Google’s DeepMind division has developed some interesting and impressive AI models, including one that makes you (and almost anyone else) play StarCraft II better. DeepMind isn’t just interested in AI for playing games. Last year, the company unveiled AlphaFold, a machine learning model that can predict the shape of proteins. Now, DeepMind has announced that it has created structures for all 200+ million proteins in the centralized UniProt database. This is a big deal for basic biological research as well as efforts to tackle some of the most pressing scientific problems of our time.
Proteins are the basis of all biological life on Earth, but even if you know the amino acid sequence of a protein, that doesn’t mean you know what it does or how it works. A protein’s sequence gives it a pattern of positive and negative charges, hydrophilic and hydrophobic regions, and cross-linked segments. This is what determines the protein’s active shape, or “conformation” as it’s known in the lab, and the structure of a protein is what gives it its function. Even a few mistakes in structural predictions can be the difference between an enzyme that correctly catalyzes a reaction and one that does literally nothing.
Determining the structure can be a laborious process, often relying on advanced techniques such as X-ray crystallography. AlphaFold helps put that data into context with highly accurate conformation predictions. In the video below, you can watch a team from the University of Colorado, Boulder talk about the challenges of studying proteins involved in bacterial resistance to antibiotics. The team spent ten years puzzling over the shape of a protein that Alphafold was able to predict in just a few minutes. This is possible because Alphafold has been trained on more than 170,000 known protein structures, giving it the ability to predict what new sequences will look like in 3D.
When DeepMind announced Alphafold last year, it decided to make the Alphafold database freely accessible. At the time, there were just over a million structures available, making a 200-fold increase over the past 12 months quite impressive. DeepMind says Alphafold has been cited in more than 4,000 scientific papers since its debut and could help scientists understand important topics such as antibiotic resistance, food safety and the effects of plastic pollution.
With the entire UniProt database now complete, DeepMind will provide a predicted sequence directly on the web page. The complete database of all 200 million structures will be available as a bulk download from a Google Cloud public database.

──────

**Task set**.
[1] According to the article on AlphaFold, how many known protein structures was AlphaFold trained on?
[2] Translate this sentence from the article on AlphaFold into Spanish: "Determining the structure can be a laborious process, often relying on advanced techniques such as X-ray crystallography."

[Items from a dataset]
──────

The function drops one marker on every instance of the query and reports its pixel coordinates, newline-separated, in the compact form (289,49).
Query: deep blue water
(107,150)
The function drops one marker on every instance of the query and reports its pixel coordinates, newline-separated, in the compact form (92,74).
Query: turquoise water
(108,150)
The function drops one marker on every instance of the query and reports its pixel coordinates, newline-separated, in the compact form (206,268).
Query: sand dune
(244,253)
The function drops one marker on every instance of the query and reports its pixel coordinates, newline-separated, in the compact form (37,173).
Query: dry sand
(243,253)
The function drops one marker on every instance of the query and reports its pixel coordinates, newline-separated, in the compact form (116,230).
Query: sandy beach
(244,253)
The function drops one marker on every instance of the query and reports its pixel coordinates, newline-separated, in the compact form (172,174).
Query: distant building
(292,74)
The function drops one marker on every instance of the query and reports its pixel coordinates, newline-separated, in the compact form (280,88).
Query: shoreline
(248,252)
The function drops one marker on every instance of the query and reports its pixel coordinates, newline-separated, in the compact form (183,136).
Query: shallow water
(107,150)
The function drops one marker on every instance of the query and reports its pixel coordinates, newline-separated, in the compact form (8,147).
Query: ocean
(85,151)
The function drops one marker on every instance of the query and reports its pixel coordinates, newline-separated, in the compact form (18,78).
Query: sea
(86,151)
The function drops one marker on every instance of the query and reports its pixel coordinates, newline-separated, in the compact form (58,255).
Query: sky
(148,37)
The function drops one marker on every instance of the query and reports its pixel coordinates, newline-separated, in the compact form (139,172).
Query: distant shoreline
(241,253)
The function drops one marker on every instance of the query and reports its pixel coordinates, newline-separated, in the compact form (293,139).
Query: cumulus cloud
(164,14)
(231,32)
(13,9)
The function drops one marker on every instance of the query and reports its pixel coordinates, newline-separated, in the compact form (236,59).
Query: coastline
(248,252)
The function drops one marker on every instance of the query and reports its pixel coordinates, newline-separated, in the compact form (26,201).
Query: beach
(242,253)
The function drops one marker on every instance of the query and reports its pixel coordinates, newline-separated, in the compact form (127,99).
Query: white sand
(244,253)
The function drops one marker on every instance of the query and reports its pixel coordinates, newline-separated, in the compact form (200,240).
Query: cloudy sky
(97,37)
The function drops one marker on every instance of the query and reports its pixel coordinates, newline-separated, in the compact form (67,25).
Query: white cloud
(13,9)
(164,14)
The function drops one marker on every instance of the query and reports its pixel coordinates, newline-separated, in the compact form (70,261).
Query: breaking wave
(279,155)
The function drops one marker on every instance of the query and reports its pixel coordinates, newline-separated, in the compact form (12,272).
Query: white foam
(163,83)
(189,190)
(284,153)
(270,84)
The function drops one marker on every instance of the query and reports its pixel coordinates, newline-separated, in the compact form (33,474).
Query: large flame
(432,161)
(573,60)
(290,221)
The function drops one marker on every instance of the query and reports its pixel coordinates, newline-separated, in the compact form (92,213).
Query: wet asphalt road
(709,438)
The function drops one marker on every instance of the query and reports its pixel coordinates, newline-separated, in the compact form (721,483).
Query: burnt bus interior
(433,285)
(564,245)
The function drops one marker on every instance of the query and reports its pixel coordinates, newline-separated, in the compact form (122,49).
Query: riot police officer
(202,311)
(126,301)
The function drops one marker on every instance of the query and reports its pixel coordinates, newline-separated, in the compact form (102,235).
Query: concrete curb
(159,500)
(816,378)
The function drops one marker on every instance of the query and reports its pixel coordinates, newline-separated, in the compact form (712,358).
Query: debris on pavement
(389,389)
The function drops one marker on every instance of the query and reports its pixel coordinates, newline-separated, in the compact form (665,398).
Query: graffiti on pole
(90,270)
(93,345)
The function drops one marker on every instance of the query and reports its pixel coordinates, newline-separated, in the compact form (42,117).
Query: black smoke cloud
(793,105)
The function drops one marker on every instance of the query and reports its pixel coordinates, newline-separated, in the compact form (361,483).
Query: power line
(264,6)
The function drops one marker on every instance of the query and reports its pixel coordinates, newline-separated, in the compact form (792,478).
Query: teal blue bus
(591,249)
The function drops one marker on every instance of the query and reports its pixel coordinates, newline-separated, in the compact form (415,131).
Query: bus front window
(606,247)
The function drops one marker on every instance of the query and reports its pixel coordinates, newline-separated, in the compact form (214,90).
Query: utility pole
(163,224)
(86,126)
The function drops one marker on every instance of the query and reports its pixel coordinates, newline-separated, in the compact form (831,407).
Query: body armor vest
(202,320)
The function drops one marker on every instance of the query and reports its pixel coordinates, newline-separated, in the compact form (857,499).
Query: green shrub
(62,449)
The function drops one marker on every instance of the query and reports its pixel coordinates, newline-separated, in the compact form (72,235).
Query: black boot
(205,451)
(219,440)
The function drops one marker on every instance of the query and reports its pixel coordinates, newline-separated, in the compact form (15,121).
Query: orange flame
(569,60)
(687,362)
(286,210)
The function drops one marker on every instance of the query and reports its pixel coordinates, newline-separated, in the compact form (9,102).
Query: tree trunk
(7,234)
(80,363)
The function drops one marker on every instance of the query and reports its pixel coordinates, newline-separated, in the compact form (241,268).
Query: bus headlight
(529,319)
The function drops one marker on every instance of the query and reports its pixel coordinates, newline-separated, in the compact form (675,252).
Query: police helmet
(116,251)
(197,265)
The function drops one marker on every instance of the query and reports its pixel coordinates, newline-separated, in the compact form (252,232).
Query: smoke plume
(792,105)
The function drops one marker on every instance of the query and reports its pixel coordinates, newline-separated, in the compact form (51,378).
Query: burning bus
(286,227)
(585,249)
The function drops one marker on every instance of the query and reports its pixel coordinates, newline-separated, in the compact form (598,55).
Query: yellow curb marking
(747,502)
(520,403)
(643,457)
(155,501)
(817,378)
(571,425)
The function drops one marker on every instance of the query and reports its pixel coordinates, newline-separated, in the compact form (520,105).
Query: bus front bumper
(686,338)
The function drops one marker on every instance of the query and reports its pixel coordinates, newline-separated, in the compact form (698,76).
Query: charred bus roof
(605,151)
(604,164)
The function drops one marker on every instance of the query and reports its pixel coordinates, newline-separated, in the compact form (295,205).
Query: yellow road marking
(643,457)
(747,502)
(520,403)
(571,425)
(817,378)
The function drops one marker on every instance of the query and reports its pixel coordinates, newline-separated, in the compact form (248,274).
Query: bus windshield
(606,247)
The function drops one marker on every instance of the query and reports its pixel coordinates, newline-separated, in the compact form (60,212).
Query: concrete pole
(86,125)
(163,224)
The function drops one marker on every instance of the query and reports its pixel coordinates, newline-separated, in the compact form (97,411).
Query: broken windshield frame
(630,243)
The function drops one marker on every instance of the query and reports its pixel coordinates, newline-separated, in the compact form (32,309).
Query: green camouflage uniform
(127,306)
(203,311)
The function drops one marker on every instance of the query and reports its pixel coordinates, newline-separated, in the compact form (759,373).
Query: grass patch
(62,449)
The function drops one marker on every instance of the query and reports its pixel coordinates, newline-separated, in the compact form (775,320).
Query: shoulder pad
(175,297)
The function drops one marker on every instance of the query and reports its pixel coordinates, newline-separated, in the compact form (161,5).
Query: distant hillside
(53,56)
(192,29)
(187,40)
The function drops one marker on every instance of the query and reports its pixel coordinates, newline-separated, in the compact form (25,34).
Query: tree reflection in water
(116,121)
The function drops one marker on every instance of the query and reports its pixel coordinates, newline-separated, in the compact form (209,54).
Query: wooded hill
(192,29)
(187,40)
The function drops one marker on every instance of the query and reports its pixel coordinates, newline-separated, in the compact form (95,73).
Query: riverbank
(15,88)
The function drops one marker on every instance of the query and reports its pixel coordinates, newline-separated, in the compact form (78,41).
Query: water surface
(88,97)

──────

**Solutions per task**.
[1] More than 170,000

[2] Determinar la estructura puede ser un proceso laborioso, que a menudo se basa en técnicas avanzadas como la cristalografía de rayos X.